Нельзя сказать, что сюжет данной картины Бергмана является чем-то уникальным и единственным в своем роде в репертуаре режиссера. С легкостью можно провести параллели и с «Осенней сонатой», и с «Персоной», и с «Шепотами и криками». Проблема отцов и детей, проблема брачных уз, проблема осознания себя в те моменты, когда окружающие этого меньше всего ждут и, скорее, не хотят вовсе-все это присутствует чуть ли не в каждом фильме шведского гения независимого кинематографа, что делает его не просто режиссером, а человеком, не только чутко чувствующим замысловатые изгибы человеческой натуры, а еще и умеющим наглядно показать это зрителю.
В данной киноленте сюжет имеет свойство повторяться, что делает восприятие картины не самым «гладким». Повторение напоминает спираль, и на каждом новом повороте ожидается новый, еще не известный зрителю ход картины, но выходит так, что сценарий «топчется» на 2—3 главных разветвлениях одной основной идеи. Зритель «проходит» и понимает идею номер 1, номер 2, номер 3 и жаждет либо логического продолжения, либо логического завершения, последнее из которых приходит, как мне показалось, с натягом.

_ _ _ _ _ _ _

ОБ УПРАЖНЕНИИ
Перепишите из отрывка о фильме Бергмана всё начиная с «В данной киноленте» и вплоть до «показалось, с натягом.», подставив «круг» вместо «спираль».

_ _ _ _ _ _ _

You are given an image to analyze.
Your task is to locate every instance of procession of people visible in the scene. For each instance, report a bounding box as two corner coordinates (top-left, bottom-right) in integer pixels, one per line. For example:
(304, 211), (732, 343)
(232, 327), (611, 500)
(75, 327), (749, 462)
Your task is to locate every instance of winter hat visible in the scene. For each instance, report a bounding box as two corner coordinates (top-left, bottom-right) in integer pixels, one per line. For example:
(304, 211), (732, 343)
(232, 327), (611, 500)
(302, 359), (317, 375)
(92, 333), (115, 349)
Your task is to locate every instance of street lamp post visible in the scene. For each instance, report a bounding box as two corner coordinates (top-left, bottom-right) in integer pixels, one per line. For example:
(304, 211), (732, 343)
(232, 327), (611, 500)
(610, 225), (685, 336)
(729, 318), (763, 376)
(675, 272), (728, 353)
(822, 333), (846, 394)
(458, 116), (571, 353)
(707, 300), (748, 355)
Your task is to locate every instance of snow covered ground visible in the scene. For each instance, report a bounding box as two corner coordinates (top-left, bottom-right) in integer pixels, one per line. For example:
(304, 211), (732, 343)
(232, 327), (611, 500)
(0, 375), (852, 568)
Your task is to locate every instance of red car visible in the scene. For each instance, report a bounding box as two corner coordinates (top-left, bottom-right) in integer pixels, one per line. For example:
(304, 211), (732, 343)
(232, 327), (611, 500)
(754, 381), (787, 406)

_ _ _ _ _ _ _

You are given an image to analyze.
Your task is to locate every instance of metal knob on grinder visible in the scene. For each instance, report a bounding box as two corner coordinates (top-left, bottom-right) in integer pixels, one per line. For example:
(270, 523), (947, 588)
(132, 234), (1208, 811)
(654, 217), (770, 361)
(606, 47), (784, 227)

_ _ _ _ _ _ _

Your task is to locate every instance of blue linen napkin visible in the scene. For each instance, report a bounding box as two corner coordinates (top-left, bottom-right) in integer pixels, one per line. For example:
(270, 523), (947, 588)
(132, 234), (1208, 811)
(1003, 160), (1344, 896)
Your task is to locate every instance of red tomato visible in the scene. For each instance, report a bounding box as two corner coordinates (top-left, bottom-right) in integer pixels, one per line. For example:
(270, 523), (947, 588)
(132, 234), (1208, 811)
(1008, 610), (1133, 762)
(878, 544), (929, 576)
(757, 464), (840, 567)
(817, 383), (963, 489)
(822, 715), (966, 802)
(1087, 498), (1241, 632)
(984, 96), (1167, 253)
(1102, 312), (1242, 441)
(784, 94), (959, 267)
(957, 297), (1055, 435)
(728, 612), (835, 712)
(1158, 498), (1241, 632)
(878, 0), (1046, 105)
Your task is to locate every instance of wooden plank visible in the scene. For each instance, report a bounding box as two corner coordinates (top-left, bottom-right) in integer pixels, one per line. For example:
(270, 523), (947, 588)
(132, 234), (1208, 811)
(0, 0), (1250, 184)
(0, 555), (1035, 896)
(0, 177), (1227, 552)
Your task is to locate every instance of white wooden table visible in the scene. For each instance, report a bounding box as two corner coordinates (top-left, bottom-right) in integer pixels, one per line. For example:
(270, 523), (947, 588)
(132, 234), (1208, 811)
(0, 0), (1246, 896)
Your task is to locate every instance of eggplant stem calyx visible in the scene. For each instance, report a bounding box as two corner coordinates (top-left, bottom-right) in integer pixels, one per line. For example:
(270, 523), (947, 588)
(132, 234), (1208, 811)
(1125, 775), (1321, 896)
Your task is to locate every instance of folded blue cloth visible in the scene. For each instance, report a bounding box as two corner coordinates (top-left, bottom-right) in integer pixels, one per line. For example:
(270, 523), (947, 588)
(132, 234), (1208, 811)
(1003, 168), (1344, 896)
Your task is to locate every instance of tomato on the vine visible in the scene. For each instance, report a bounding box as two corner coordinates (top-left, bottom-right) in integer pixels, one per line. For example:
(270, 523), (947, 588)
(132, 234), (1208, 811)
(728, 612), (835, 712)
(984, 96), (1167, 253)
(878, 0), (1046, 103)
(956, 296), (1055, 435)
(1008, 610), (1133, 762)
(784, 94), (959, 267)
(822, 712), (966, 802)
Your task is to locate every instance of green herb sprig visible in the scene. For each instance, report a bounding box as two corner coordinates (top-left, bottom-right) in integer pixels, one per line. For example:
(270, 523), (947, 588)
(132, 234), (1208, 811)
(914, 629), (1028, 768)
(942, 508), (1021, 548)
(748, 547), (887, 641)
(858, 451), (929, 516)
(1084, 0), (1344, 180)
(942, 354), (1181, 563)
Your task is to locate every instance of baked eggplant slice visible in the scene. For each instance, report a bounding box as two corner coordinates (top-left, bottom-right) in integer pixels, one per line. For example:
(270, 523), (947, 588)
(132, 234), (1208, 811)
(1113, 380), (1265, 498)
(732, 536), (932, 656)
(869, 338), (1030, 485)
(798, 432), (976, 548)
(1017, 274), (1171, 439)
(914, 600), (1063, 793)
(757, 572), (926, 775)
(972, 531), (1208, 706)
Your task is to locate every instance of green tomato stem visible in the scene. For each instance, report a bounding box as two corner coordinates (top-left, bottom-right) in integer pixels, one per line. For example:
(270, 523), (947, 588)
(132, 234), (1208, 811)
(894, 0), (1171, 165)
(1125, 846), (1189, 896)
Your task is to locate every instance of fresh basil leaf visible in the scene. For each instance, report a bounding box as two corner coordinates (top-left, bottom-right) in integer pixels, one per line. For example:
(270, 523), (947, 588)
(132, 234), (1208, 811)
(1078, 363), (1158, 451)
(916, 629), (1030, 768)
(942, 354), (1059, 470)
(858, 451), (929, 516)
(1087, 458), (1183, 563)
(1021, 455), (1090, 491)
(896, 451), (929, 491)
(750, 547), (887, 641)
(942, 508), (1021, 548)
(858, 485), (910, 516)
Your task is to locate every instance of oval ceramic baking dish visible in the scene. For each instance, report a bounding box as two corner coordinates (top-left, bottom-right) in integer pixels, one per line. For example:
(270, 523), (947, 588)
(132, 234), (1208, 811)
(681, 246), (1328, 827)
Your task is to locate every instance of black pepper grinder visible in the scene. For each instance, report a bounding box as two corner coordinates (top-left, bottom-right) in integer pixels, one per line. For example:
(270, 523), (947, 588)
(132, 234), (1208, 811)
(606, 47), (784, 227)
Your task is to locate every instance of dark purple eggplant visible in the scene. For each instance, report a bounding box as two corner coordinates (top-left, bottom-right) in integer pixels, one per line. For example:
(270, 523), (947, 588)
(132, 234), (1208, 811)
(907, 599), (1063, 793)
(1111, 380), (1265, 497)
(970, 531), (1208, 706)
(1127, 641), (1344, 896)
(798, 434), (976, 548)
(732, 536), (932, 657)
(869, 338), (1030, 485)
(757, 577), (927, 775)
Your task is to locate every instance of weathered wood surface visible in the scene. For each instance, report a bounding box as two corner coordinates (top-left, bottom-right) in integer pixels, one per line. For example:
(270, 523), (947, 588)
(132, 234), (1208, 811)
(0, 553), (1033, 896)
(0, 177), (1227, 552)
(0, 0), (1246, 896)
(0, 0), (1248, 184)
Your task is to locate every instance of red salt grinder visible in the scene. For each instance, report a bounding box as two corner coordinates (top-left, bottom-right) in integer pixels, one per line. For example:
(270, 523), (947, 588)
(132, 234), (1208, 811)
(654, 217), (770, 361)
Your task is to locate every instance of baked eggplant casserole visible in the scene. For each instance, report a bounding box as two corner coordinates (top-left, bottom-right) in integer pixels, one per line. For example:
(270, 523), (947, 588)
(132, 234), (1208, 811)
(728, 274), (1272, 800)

_ _ _ _ _ _ _

РЕШЕНИЕ ЗАДАНИЯ
В данной киноленте сюжет имеет свойство повторяться, что делает восприятие картины не самым «гладким». Повторение напоминает круг, и на каждом новом повороте ожидается новый, еще не известный зрителю ход картины, но выходит так, что сценарий «топчется» на 2—3 главных разветвлениях одной основной идеи. Зритель «проходит» и понимает идею номер 1, номер 2, номер 3 и жаждет либо логического продолжения, либо логического завершения, последнее из которых приходит, как мне показалось, с натягом.